TASK REQUIREMENTS: Copy the lines below without any changes, everything from the line containing "Where can you find the support" down to the line containing "point(216, 356)", with both of those lines included.

(Dataset entries)
╔══

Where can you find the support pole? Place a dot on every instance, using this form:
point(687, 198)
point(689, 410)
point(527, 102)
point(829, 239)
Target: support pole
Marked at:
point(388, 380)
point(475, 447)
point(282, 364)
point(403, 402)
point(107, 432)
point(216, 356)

╚══
╔══

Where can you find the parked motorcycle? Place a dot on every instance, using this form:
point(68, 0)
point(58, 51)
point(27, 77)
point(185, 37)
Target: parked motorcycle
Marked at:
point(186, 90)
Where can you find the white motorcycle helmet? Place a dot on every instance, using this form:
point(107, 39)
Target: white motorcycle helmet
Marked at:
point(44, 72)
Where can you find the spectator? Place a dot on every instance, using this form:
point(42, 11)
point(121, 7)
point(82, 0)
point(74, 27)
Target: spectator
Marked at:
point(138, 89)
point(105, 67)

╚══

TASK RESULT:
Where can you find the support pole? Place a dot on every instance, using this form:
point(687, 198)
point(689, 410)
point(527, 102)
point(829, 239)
Target: support pole
Marked at:
point(388, 380)
point(475, 447)
point(282, 364)
point(403, 402)
point(107, 432)
point(216, 356)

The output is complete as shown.